Rewrite the entries below, from the first line through the line that holds "195), (689, 108)]", inclusive. Keep the requests, and shift every coordinate in the answers up by 45.

------------------------------------------------

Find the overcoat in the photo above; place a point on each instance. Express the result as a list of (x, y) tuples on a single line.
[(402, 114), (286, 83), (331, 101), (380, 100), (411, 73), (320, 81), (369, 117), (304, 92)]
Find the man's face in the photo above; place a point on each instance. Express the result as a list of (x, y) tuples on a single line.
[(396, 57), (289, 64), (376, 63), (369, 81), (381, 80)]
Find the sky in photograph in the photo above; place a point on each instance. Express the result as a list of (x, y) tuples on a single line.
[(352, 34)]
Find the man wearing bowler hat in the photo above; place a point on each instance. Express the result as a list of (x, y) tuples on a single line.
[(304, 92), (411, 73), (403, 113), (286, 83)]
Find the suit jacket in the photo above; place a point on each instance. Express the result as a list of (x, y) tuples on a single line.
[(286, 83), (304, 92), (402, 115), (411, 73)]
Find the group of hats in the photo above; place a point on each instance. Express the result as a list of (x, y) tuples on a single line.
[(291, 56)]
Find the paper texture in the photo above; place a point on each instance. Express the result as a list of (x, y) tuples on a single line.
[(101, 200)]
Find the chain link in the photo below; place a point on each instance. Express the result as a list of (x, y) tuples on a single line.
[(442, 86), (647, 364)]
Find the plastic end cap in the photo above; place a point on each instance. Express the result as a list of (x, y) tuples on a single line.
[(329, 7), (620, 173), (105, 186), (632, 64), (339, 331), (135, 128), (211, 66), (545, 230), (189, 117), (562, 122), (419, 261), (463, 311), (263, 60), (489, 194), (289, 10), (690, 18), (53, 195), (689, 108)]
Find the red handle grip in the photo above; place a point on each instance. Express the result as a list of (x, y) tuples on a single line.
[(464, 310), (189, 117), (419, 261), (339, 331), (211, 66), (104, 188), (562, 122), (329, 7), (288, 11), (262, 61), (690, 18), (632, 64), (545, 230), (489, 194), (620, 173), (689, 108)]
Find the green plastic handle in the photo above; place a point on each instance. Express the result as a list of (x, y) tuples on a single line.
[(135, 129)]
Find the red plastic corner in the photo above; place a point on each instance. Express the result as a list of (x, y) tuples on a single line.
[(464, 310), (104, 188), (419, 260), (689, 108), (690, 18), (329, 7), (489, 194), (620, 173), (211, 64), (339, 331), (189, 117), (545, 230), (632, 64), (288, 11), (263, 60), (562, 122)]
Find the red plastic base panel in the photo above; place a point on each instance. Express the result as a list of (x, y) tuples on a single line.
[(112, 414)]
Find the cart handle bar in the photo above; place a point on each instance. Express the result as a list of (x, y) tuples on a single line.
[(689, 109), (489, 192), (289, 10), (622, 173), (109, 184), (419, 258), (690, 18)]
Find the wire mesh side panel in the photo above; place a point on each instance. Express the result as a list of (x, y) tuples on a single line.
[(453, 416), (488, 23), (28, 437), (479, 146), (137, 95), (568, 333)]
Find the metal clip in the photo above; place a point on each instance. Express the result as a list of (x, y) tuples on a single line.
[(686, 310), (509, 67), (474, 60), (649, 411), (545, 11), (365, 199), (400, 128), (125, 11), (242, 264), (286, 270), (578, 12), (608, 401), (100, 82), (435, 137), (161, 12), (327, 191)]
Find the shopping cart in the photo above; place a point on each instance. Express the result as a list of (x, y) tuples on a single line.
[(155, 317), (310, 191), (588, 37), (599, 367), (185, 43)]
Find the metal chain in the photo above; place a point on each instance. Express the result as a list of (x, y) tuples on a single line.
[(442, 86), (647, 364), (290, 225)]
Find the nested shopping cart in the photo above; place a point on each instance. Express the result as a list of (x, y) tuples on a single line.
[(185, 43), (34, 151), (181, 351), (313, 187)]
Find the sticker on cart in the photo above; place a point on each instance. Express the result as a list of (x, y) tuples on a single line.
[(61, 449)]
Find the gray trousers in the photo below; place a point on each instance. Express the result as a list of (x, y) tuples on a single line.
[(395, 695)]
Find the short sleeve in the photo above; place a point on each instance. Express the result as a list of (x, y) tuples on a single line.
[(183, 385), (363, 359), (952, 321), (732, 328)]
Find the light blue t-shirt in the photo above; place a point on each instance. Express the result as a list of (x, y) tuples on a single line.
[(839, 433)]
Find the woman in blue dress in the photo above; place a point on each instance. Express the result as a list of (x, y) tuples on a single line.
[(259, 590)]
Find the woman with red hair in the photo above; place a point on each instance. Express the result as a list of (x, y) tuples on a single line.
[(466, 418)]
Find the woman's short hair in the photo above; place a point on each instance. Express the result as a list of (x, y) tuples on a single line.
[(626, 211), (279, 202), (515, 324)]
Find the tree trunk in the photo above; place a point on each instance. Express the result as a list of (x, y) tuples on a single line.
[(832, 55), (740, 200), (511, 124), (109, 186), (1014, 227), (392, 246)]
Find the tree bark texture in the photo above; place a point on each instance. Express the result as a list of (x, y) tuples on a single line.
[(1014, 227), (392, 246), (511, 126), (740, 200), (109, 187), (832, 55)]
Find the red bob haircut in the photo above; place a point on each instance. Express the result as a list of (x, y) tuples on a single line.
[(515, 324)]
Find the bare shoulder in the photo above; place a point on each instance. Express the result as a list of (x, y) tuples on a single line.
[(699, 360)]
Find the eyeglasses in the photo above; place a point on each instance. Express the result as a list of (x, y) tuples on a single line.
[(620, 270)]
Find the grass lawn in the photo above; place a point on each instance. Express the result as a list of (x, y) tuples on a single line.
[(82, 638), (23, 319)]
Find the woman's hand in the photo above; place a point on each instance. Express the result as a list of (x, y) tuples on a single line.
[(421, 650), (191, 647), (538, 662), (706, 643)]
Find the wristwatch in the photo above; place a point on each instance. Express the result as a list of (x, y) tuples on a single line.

------------------------------------------------

FINAL ANSWER:
Find the overcoat in the photo above; place a point on each instance. Express the result as a list of (x, y) tuples on a single line.
[(447, 159), (331, 128), (376, 146), (425, 145), (456, 118), (365, 126), (414, 162), (349, 137)]
Find the man's face in the photo above; place a point on each instance. Express the result as a list of (x, y) tuples on a single line.
[(441, 102), (334, 109), (421, 108), (414, 126), (426, 125)]
Find the sky in photograph in the photo above; place a point on each instance. Express the result as a list of (x, y) tuples on a single line.
[(397, 79)]
Find the man wearing bowler hat in the photo above; place a point on each instance. Express the result as a list of (x, y) tuples on a single line.
[(349, 137), (456, 118), (448, 158), (331, 128)]
Find the suit jacket in the photo above; place a point on each instance. Express the result as a list of (x, y) tuples on a single line.
[(331, 128), (349, 137), (447, 160), (456, 118)]
Find the group of hats in the photo above; place a point on each instance. Express the result as a list of (x, y) tuples on a single line.
[(336, 101)]
Find the paper texture in the photo above; place a point on each instance. Express the result as a list of (x, y) tuples on a single line.
[(146, 245)]
Find the chain link in the photo below; place a point on each instance. Express the result as a list of (x, y) tuples on a single line.
[(487, 131), (692, 409)]
Find the plastic end cap in the photo above; place a point on each instance. Express the result as a list of (x, y) tuples on a single line.
[(374, 52), (665, 218), (150, 231), (677, 109), (384, 376), (180, 173), (256, 111), (590, 275), (234, 162), (607, 167), (464, 306), (508, 356), (308, 105), (534, 239), (334, 55), (735, 63), (98, 240), (734, 153)]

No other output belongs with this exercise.